— Quoted text —
################
# Breakfast Bar



## Clark (Aug 13, 2009)

This was quite a project. This was a solid wall between my kitchen and living room and it had a few surprises for me. On the kitchen side, the wall was made about a half inch of concrete layered over 3/8" of sheet rock. I turned about 6 sawzall blades into butter knives cutting out a 5'x4' area:blink:. And the dust was unimaginable. Moving the wiring to the outlet and putting up a header was the easy part. 
The counter top is 2 sheets of red oak veneer with solid 3/4" red oak for edge banding. I am not sure if I will end up with supports under the side with the overhang. It seems very solid now but if it loosens up at all I will probably go that route. 
Finished with stain and a hard coat to stand up to plates, cups, bowls etc.
The face trim has since been painted white to match everything else.


----------



## H. A. S. (Sep 23, 2010)

Looks good! The little woman wants me to do something similar between the kitchen and living room.:thumbsup:


----------



## mdntrdr (Dec 22, 2009)

Looks great! :thumbsup:

Really opens up the space. :smile:


----------



## mickit (Oct 5, 2009)

Clark said:


> I turned about 6 sawzall blades into butter knives cutting out a 5'x4' area.


Well you did get a new set of custom butter knives out of it. Good day, I'd say:laughing:


----------



## BWSmith (Aug 24, 2010)

Very nice!

I did one a few years ago that we put drawers under.They got opened from the "wide side".They were part of the system to hold up the overhang.....sorta torsion bx like.IOW's we needed to beef up the looks of the area under top(didn't want brackets).The pulls were cut into bttm of drws........"secret" in that;the whole thing just appeared to be holding up top.Were deep enough for cocktail napkins and misc. bar stuff.BW


----------



## Kenbo (Sep 16, 2008)

Wow, that turned out beautifully. I looks absolutely fantastic. A very nice compliment to the room. Great job. Well worth your efforts. And.........you got 6 new butter knives as a bonus. :thumbsup::laughing:


----------



## firehawkmph (Apr 26, 2008)

Nice job Clark,
Turned out nice, neat as a pin.
Mike Hawkins


----------



## JohnK007 (Nov 14, 2009)

Nice job Clark! When's breakfast and what are we havin'?


----------



## phinds (Mar 25, 2009)

very slick ... I'll bet that makes everything look MUCH better ... more open and spacious-looking. Nice job


----------



## firemedic (Dec 26, 2010)

Nice job, it looks great:thumbsup:


----------



## Texas Sawduster (Apr 27, 2009)

*Very Nice !!!*

I have a similar situation between my living room and kitchen/dinning area. My only issue is the wall is a load bearing wall.
Been thinking about it for awhile. I don't think I will let the wife know my plans for it just yet. :laughing:


----------



## cabinetman (Jul 5, 2007)
################
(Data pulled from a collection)

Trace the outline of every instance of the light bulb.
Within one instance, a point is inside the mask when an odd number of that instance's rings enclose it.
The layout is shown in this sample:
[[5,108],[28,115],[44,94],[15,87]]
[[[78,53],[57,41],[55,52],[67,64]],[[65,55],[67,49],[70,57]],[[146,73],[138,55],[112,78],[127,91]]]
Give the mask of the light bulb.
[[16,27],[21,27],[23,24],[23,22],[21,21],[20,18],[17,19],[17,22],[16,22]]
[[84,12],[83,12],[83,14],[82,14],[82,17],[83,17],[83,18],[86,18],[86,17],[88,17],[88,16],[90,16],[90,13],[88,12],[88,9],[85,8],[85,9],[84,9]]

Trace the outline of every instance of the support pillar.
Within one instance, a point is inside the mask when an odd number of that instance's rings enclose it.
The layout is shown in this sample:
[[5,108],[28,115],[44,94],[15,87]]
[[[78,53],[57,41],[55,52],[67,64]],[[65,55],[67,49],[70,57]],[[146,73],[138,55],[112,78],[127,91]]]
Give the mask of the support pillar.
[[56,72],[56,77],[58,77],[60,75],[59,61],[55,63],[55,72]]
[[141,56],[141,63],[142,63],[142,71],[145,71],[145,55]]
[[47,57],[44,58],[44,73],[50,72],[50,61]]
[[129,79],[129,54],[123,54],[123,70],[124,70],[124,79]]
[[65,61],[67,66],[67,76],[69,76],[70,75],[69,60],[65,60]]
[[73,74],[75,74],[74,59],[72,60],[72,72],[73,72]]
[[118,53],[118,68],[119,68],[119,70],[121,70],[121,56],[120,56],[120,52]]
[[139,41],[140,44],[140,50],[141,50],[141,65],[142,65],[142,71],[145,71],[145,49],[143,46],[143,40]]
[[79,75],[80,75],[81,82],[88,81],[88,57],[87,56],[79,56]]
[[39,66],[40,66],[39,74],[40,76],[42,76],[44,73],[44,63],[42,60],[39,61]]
################
— Problem 1 —
Write out the passage of the breakfast bar thread above word for word, starting at "## Kenbo (Sep" and ending at "(Apr 26, 2008)".
— Problem 2 —
Render this sentence from the breakfast bar thread in Spanish: "Moving the wiring to the outlet and putting up a header was the easy part."

— Exercise answer 1 —
## Kenbo (Sep 16, 2008)

Wow, that turned out beautifully. I looks absolutely fantastic. A very nice compliment to the room. Great job. Well worth your efforts. And.........you got 6 new butter knives as a bonus. :thumbsup::laughing:


----------



## firehawkmph (Apr 26, 2008)

— Exercise answer 2 —
Mover el cableado al tomacorriente y colocar un dintel fue la parte fácil.